# [Task description]
Retype the records in full, and please keep the pictures out of the copy.

# [Excerpted data]

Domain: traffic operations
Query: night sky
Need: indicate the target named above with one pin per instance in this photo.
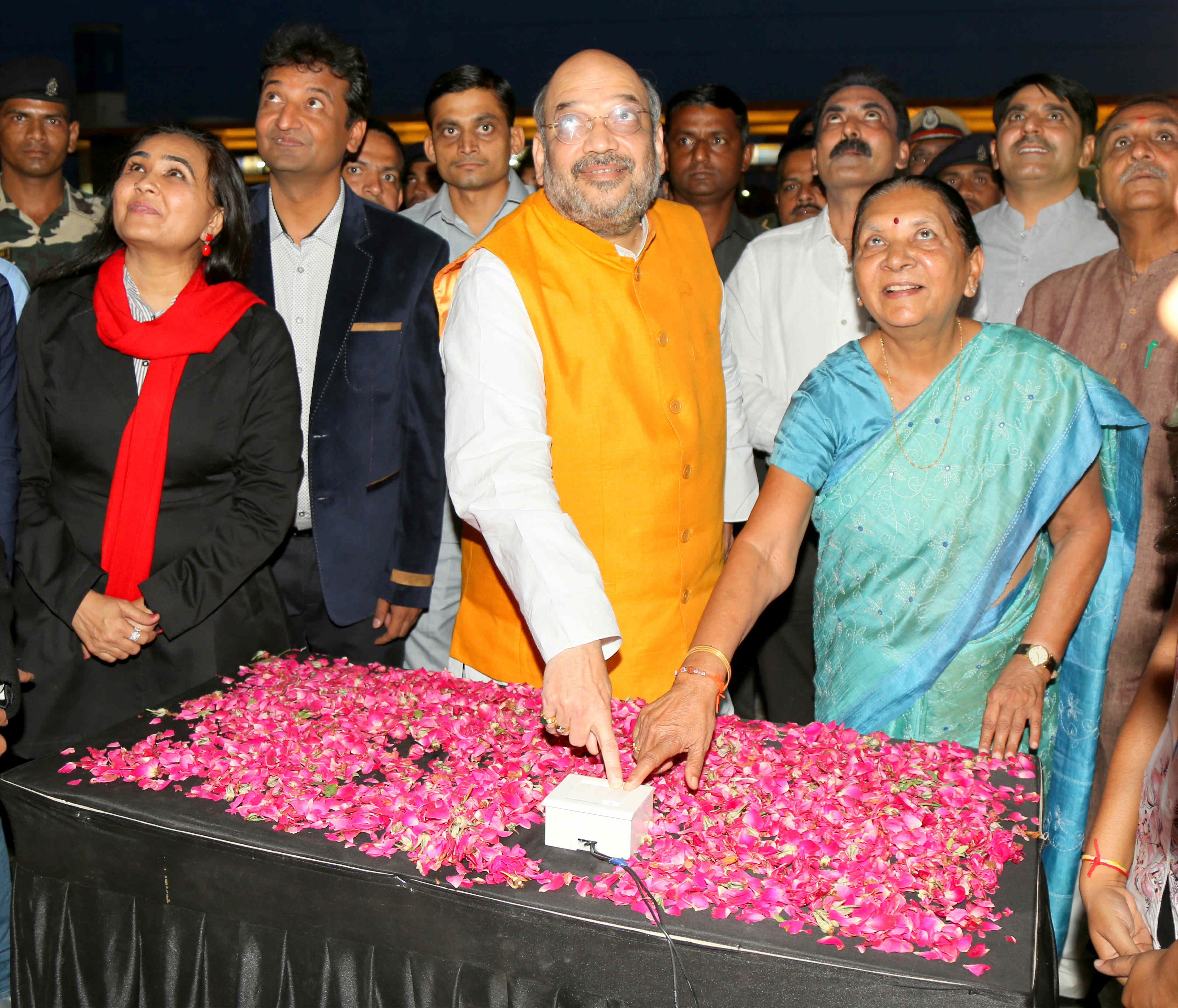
(199, 59)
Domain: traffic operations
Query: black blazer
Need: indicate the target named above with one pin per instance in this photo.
(378, 409)
(230, 488)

# [Problem solution]
Domain: traffic operations
Query: night sky
Need: indicate the target named above with one pin per instance in this photo.
(199, 59)
Domain: traffic operations
Query: black blazer
Need: indicate the target named above with one pin per instance in this photo.
(378, 409)
(230, 488)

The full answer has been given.